→ **Task requirements**
Set each entry down exactly as written.

→ **Dataset records**
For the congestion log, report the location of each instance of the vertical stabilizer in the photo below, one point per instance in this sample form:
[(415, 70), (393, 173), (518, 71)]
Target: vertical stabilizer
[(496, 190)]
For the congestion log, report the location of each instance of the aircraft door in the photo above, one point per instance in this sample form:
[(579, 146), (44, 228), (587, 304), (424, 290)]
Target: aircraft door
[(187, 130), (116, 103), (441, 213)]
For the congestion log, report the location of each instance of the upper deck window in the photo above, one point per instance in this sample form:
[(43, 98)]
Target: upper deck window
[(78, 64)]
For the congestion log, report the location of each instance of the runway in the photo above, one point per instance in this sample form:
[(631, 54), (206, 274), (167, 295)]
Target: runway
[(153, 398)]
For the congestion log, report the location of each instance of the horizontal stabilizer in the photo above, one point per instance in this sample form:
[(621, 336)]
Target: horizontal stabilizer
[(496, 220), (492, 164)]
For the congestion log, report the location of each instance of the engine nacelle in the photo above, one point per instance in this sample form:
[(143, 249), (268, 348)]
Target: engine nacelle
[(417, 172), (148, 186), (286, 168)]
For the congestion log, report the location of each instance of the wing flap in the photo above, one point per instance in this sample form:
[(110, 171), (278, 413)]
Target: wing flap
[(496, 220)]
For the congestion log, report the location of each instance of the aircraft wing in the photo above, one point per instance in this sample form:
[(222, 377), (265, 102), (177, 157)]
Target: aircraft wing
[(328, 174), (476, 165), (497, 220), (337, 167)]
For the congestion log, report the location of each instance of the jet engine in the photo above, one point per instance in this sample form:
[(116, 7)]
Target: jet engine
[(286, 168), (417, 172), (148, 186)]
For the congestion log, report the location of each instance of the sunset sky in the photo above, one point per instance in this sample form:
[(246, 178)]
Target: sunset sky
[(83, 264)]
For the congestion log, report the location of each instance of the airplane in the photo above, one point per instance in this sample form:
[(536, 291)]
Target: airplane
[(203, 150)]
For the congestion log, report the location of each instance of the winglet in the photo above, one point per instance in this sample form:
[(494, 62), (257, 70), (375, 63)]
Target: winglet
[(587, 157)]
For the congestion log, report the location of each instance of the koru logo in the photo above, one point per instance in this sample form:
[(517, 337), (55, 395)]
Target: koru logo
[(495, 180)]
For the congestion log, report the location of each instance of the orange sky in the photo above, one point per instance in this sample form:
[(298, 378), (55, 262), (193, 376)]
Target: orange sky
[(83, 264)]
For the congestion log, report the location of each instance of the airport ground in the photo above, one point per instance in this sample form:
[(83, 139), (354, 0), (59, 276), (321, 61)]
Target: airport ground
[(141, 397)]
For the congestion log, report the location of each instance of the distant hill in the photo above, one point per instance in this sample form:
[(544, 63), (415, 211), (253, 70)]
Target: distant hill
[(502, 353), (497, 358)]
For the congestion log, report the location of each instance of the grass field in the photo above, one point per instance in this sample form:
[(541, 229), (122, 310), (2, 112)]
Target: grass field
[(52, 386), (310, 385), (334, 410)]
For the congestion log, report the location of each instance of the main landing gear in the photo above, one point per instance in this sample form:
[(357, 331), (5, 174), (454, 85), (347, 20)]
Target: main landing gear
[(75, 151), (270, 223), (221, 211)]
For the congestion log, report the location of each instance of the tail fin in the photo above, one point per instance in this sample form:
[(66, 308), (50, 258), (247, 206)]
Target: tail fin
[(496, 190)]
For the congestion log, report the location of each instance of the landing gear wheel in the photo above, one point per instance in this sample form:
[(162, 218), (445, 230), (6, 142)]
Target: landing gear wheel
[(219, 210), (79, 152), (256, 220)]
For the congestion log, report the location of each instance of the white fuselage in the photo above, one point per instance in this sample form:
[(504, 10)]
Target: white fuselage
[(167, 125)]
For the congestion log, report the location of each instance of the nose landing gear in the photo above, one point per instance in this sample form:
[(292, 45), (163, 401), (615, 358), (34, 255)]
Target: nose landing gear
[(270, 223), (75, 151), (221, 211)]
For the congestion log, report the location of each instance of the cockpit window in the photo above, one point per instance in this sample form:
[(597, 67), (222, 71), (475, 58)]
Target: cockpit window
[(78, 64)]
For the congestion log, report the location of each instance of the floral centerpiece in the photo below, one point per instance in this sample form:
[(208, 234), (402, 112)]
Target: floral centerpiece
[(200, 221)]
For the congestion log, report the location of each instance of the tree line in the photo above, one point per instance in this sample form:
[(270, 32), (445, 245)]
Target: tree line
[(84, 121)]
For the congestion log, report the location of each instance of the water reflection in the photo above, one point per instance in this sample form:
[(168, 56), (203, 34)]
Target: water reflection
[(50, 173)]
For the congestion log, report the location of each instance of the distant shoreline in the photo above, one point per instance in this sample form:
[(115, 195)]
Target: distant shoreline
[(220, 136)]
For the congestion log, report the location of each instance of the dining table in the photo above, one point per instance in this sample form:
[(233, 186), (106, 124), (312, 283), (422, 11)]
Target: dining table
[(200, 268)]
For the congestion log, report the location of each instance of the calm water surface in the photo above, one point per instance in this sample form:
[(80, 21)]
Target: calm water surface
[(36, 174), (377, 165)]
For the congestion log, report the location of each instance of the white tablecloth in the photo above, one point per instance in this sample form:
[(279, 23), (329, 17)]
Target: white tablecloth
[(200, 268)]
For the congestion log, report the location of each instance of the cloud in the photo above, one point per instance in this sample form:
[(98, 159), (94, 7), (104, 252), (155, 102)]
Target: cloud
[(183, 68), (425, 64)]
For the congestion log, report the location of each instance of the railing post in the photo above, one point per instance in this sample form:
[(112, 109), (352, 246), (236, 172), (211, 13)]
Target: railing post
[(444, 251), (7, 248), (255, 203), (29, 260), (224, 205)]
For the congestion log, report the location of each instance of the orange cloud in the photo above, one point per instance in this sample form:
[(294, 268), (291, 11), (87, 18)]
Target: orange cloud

→ **Your response**
For the congestion log, report the location of each instance of the vertical stabilizer in the photo below, one point per instance in this sample form:
[(415, 70), (393, 173), (518, 71)]
Target: vertical stabilizer
[(496, 190)]
For the congestion log, report the location of each instance of the aircraft door in the photo above, one point per instance in this sample form:
[(579, 146), (44, 228), (587, 304), (424, 290)]
Target: aircraft door
[(187, 130), (116, 103), (441, 213)]
For the congestion log, report the location of each instance of the upper deck window in the photo above, one point per instance in this sample form:
[(43, 98)]
Target: upper deck window
[(78, 64)]
For the congestion log, report the location of each instance of the runway in the photo above, one point per instance in this sample form:
[(631, 54), (206, 274), (167, 295)]
Target: runway
[(153, 398)]
For the congestion log, report the location of each instance of the horizontal stabilizer in the photo above, one point per instance in this sample form:
[(621, 336)]
Target: horizontal stabilizer
[(496, 220), (492, 164)]
For the congestion log, report the location of each instance of the engine nacelle in the photo above, one point per instance in this sample form:
[(143, 249), (268, 348)]
Target: engine nacelle
[(417, 172), (148, 186), (286, 168)]
For the congestion log, report the location of each instance of the wing flap in the photo above, one point per instance in this sample form:
[(110, 171), (278, 413)]
Target: wing flap
[(496, 220)]
For the congestion log, report the location of each instance of the aircraft wing in the photo above, one point per instance in this sample form:
[(222, 377), (265, 102), (177, 157)]
Target: aircraft wing
[(328, 174), (476, 165), (497, 220), (337, 167)]
For the congestion log, report the location of each instance of the jet engine in the photo above, one point per instance in this sample form:
[(116, 7)]
Target: jet engine
[(286, 168), (417, 172), (148, 186)]
For the congestion log, report the location of each instance of the sunset sky in the photo above, one point per instance in this sample form:
[(246, 178)]
Target: sunset sky
[(83, 264)]
For the congestion log, report the location of each instance of the airplane in the photo above, one point per instance in this sample form:
[(536, 291)]
Target: airplane
[(203, 150)]
For the congestion log, report the location of each instance of the winglet in the photo above, one point per instance in this sample form:
[(494, 62), (257, 70), (375, 63)]
Target: winglet
[(587, 157)]
For the congestion log, report the location of each instance of the koru logo in the photo above, one point per instance in this sample form:
[(517, 337), (55, 395)]
Target: koru logo
[(495, 180)]
For the congestion log, report the location of each instance of the orange sky in the photo above, one point per instance in this sample form:
[(298, 378), (55, 262), (193, 376)]
Target: orange sky
[(83, 264)]
For the congestion log, report the location of each instance of the airport ground in the photo above, one point per instance in this sample form:
[(83, 139), (354, 0), (59, 276), (321, 61)]
Target: airport ground
[(141, 397)]
For the congestion log, report the location of each instance of the distant hill in the photo above, one point per instance in this sample form:
[(544, 63), (415, 211), (253, 70)]
Target: distant hill
[(502, 353), (497, 358)]
For the congestion log, report the location of each instance of the grass field in the photo above, one point per instance in this sample form:
[(541, 229), (122, 310), (2, 112)]
Target: grass field
[(52, 386), (310, 385), (334, 410)]
For the congestion log, report the location of each instance of the main landing gear in the photo above, one point per instance in this sample form:
[(357, 331), (5, 174), (454, 85), (347, 20)]
Target: main landing gear
[(75, 151), (270, 223), (221, 211)]
For the congestion log, report the location of each instance of the tail fin in the photo above, one point per instance in this sample form:
[(66, 308), (50, 258), (247, 206)]
Target: tail fin
[(496, 190)]
For the congestion log, report the location of each instance of the landing gear wheel in the photo above, one point per instance in this sample form:
[(162, 218), (445, 230), (6, 142)]
Target: landing gear wheel
[(219, 210), (79, 152), (256, 220)]
For the congestion log, report the location of each instance of the white fuselage in the photo above, one point per instance in this sample form:
[(504, 10)]
Target: white fuselage
[(167, 125)]
For the congestion log, report the location of each instance of the nose landing gear in the photo above, one point per instance in this sample form:
[(292, 45), (163, 401), (615, 358), (34, 255)]
Target: nose landing gear
[(270, 223), (75, 151), (221, 211)]
For the congestion log, report the location of each instance of the cockpit window in the photo above, one point per instance in this sample form:
[(597, 67), (222, 71), (475, 58)]
Target: cockpit window
[(78, 64)]
For the congestion log, report the location of each instance of the floral centerpiece in the photo below, one point per instance in this sample form:
[(208, 234), (402, 112)]
Target: floral centerpiece
[(200, 221)]
For the congestion log, report the location of each instance of the tree line in the photo above, one point per instance in this sample form:
[(270, 32), (445, 245)]
Target: tree line
[(84, 121)]
For the congestion log, report the location of each instance of the water reflection in the photo above, one point per instance in this sample form:
[(168, 56), (203, 34)]
Target: water reflection
[(50, 173)]
For the congestion log, report the location of each instance of the distant shoreline in the photo above, one point per instance in this sample form:
[(115, 195)]
Target: distant shoreline
[(220, 136)]
For the congestion log, report the location of each instance of the dining table in the photo above, one point per instance in this sample form:
[(233, 186), (106, 124), (312, 283), (422, 11)]
Target: dining table
[(200, 268)]
For the congestion log, report the location of each instance of the calm water surface in the photo above, one point per instance in this sample form:
[(80, 21)]
Target: calm water surface
[(36, 174), (377, 165)]
For the congestion log, report the location of each instance of the white tablecloth in the photo above, one point per instance in this sample form:
[(279, 23), (329, 17)]
Target: white tablecloth
[(200, 268)]
For the congestion log, report the location of each instance of the cloud in the photo above, one point per instance in this sample form:
[(98, 159), (94, 7), (104, 252), (155, 102)]
Target: cloud
[(183, 68), (425, 64)]
For the congestion log, report the location of each instance of the railing post in the photo above, one point per instance in this sample form:
[(112, 109), (352, 246), (236, 172), (211, 13)]
Target: railing post
[(444, 251), (7, 248), (255, 203), (29, 260), (224, 205)]
For the congestion log, report the location of each instance of the orange cloud in the photo above, one point per instance in this sample form:
[(294, 268), (291, 11), (87, 18)]
Target: orange cloud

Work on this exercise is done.